To date I have no good answers that lead to ‘yes’ on these.
YMMV.
ajacksonian on October 26, 2009 at 9:27 AM
Very well done. I really liked your whole post, with the minor exception of your hypothetical concession to the notion that the federal governmetn might have a role in health care.
I would also point out that in discussions of federal power, one cannot carry out a full analysis without addressing the fact that almost all social issues were left to the states and allowed for anyone to find a state that fashioned its laws and benefits to their liking. Further, along this line, is that states can be trusted to deal with social issues as states do not have the ability to create or print money and destroy our national monetary system (the basis of our federal government, and without which our federal government would cease to exist). The federal government, on the other hand, has the ability to create money and is, therefore, a bottomless pit for which any runaway programs will lead to the ultimate disaster. We can survive bankrupt states (and those states earn their own bankruptcies) but we cannot survive a bankrupt federal government.
One other aspect of the overarching problem comes from the federal courts forcing states on issues that fall outside of the powers of the federal government. This interference has been accepted far too easily and quietly, and has done even more damage than Congressional enchroachment on the state’s powers have done.
Thanks again for your very well thought out, and well-written, post, ajacksonian.
progressoverpeace on October 26, 2009 at 2:50 PM
So what happens if, instead of requiring people to buy insurance, Congress just increases payroll taxes and expands Medicare to cover everybody? It would take a lot of guts for Congress to pass that, but in essence it’s not different from the
PublicConsumer Option (as Nancy pelosi would have it).I agree with Ed’s arguments, but in order to make them stick, we’ll need to declare Social Security and Medicare unconstitutional. That would be fine with me, but I doubt that it’ll happen. It’s like wishing the Supreme Court would give up on judicial review or creating law by judicial fiat. I’m not holding my breath.

EXCERPTED RECORDS:

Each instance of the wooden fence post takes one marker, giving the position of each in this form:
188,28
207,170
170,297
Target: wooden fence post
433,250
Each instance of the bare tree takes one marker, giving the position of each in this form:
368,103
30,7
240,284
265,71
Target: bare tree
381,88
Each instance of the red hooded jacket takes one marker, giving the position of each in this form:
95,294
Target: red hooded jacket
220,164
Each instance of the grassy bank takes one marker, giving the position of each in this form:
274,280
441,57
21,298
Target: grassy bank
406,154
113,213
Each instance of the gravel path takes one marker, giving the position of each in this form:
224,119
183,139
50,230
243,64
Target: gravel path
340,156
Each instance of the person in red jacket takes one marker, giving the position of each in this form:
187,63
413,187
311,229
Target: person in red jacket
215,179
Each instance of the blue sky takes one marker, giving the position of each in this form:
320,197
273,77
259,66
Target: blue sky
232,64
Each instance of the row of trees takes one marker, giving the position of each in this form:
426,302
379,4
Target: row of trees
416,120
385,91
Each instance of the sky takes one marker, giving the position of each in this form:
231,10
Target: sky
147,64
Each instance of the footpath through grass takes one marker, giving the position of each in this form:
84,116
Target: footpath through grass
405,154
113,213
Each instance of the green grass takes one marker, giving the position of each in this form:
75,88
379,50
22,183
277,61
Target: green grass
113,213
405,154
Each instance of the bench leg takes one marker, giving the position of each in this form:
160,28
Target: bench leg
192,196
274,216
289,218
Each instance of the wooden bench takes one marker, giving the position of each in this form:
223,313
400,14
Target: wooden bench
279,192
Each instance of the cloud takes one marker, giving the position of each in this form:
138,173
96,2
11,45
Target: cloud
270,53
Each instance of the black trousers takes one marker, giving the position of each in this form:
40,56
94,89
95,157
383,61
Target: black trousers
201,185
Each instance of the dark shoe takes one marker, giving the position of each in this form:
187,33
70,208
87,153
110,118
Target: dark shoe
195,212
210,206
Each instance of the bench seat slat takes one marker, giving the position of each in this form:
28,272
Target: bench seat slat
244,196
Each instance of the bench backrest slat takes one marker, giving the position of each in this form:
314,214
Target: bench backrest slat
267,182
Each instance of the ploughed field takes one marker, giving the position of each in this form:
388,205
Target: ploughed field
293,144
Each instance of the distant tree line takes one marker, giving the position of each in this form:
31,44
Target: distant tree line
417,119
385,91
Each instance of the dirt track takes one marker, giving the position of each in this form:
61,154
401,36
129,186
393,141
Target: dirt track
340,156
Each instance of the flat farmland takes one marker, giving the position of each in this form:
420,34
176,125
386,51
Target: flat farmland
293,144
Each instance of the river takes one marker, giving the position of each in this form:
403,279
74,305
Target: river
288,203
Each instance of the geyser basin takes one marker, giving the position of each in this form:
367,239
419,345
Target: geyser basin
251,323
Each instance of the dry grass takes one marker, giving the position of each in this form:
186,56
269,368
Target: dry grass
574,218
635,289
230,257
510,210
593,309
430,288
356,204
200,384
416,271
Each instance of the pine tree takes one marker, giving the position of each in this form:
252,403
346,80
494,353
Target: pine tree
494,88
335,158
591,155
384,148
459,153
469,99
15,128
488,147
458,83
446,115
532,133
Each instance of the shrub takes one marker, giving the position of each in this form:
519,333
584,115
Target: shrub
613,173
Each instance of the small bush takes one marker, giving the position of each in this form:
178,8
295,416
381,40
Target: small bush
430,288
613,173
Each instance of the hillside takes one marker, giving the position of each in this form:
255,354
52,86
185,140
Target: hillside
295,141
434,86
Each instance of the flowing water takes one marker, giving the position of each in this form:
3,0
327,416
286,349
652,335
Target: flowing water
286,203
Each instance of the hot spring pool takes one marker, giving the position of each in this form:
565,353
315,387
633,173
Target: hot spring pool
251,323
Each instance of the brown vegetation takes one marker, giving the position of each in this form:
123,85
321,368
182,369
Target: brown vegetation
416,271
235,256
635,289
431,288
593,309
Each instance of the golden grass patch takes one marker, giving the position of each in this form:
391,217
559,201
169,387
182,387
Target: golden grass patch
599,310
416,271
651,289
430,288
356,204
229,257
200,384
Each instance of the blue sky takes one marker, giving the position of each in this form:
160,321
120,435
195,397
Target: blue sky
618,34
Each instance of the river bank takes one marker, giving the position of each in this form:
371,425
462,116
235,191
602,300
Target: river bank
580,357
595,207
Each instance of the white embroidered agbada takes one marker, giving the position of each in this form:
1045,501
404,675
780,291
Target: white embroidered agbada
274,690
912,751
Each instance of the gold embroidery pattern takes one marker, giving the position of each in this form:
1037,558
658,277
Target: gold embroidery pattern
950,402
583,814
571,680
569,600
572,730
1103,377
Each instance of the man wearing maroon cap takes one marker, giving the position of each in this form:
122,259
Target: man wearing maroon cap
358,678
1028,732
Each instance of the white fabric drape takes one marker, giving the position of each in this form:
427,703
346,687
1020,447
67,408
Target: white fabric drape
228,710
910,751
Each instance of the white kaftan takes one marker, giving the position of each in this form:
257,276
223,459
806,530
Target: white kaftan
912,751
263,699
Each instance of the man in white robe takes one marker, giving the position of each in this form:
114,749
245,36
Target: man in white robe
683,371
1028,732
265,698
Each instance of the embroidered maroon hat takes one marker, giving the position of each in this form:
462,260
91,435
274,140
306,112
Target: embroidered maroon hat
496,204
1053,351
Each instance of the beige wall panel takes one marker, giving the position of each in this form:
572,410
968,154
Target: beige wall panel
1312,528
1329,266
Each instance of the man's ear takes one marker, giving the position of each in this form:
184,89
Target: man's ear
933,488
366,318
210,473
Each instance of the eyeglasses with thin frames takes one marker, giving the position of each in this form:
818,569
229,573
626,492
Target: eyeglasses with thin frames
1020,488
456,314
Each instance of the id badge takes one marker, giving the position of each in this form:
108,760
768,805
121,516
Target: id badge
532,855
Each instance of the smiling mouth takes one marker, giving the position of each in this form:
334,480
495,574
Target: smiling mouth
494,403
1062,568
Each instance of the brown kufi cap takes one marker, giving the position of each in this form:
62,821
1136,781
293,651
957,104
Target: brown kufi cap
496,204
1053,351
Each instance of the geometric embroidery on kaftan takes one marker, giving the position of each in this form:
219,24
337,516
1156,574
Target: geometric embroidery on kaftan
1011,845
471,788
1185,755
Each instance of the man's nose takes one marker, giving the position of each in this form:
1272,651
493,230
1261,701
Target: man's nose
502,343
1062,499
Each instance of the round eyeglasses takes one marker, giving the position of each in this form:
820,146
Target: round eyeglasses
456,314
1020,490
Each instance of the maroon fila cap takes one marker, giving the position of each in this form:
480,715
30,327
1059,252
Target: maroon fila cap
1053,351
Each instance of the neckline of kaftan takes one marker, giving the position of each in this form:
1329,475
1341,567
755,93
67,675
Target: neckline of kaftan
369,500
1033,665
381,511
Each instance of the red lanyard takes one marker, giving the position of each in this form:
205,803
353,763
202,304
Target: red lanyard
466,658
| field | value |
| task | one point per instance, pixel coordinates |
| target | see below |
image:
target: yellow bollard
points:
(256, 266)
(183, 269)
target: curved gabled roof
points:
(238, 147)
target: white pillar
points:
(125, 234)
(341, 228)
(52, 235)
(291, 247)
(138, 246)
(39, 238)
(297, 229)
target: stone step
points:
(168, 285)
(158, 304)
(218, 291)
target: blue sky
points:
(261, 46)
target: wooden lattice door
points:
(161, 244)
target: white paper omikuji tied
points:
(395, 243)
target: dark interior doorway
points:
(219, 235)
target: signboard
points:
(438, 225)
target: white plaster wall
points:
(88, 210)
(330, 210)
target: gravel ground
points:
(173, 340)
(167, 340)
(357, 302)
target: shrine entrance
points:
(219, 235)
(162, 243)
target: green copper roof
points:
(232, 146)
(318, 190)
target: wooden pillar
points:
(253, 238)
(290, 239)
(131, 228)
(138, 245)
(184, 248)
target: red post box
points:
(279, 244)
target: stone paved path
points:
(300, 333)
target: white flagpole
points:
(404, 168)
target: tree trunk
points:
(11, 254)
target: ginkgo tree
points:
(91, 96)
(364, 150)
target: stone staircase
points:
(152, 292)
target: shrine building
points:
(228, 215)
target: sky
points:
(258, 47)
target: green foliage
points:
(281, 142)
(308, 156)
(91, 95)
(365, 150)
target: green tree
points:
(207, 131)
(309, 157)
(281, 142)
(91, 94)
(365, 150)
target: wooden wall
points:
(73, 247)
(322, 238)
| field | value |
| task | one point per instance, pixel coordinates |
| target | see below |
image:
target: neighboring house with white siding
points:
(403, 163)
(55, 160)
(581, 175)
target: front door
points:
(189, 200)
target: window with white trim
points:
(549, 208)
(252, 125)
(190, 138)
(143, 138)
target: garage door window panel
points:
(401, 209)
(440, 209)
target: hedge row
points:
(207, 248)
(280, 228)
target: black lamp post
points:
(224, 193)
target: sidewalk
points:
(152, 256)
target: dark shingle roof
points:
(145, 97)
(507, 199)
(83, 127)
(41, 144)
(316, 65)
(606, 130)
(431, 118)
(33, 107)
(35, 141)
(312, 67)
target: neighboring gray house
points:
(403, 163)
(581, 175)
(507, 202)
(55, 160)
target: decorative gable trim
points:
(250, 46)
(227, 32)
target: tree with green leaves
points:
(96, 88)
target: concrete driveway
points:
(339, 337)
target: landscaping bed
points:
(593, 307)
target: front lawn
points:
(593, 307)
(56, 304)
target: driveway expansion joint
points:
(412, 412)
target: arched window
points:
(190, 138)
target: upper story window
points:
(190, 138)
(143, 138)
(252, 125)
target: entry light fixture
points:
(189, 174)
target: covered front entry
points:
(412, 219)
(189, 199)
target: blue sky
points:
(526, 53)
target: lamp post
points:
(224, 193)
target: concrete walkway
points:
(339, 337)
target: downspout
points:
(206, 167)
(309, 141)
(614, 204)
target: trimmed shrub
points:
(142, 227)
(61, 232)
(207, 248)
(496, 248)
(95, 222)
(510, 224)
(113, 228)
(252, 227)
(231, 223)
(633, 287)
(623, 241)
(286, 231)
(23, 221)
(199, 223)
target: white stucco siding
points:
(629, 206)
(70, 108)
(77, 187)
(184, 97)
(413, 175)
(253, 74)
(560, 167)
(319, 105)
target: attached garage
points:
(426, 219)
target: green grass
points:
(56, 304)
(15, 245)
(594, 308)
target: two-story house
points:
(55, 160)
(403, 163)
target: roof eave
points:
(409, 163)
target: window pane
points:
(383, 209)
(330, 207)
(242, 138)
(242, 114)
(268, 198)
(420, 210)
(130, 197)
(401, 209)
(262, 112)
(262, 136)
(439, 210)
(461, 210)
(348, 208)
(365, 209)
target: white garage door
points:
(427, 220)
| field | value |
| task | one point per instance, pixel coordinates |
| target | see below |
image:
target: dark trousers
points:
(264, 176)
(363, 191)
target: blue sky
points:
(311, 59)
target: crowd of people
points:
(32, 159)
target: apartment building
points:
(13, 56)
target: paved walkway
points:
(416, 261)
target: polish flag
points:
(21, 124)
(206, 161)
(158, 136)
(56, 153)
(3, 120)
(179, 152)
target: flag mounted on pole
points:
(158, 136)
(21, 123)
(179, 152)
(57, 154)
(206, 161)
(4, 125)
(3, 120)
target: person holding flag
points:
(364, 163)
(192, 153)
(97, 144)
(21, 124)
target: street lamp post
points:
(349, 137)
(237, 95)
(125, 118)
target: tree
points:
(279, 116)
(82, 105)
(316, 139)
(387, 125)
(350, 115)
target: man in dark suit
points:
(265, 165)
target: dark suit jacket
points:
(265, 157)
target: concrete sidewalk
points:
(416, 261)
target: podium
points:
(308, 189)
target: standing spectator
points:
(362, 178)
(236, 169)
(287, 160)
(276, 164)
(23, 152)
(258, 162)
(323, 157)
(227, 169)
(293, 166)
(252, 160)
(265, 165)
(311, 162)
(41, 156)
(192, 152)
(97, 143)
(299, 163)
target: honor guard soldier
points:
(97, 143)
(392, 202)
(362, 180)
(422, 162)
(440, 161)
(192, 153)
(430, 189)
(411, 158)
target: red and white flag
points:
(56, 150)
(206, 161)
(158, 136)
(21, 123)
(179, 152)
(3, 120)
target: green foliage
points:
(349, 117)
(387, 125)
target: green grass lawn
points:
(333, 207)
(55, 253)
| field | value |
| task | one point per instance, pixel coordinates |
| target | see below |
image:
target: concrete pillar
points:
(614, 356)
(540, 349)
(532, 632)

WORK TO COMPLETE: Reproduce the comment thread on federal power and health care word for word, from start to finish.

FINAL ANSWER:
To date I have no good answers that lead to ‘yes’ on these.
YMMV.
ajacksonian on October 26, 2009 at 9:27 AM
Very well done. I really liked your whole post, with the minor exception of your hypothetical concession to the notion that the federal governmetn might have a role in health care.
I would also point out that in discussions of federal power, one cannot carry out a full analysis without addressing the fact that almost all social issues were left to the states and allowed for anyone to find a state that fashioned its laws and benefits to their liking. Further, along this line, is that states can be trusted to deal with social issues as states do not have the ability to create or print money and destroy our national monetary system (the basis of our federal government, and without which our federal government would cease to exist). The federal government, on the other hand, has the ability to create money and is, therefore, a bottomless pit for which any runaway programs will lead to the ultimate disaster. We can survive bankrupt states (and those states earn their own bankruptcies) but we cannot survive a bankrupt federal government.
One other aspect of the overarching problem comes from the federal courts forcing states on issues that fall outside of the powers of the federal government. This interference has been accepted far too easily and quietly, and has done even more damage than Congressional enchroachment on the state’s powers have done.
Thanks again for your very well thought out, and well-written, post, ajacksonian.
progressoverpeace on October 26, 2009 at 2:50 PM
So what happens if, instead of requiring people to buy insurance, Congress just increases payroll taxes and expands Medicare to cover everybody? It would take a lot of guts for Congress to pass that, but in essence it’s not different from the
PublicConsumer Option (as Nancy pelosi would have it).I agree with Ed’s arguments, but in order to make them stick, we’ll need to declare Social Security and Medicare unconstitutional. That would be fine with me, but I doubt that it’ll happen. It’s like wishing the Supreme Court would give up on judicial review or creating law by judicial fiat. I’m not holding my breath.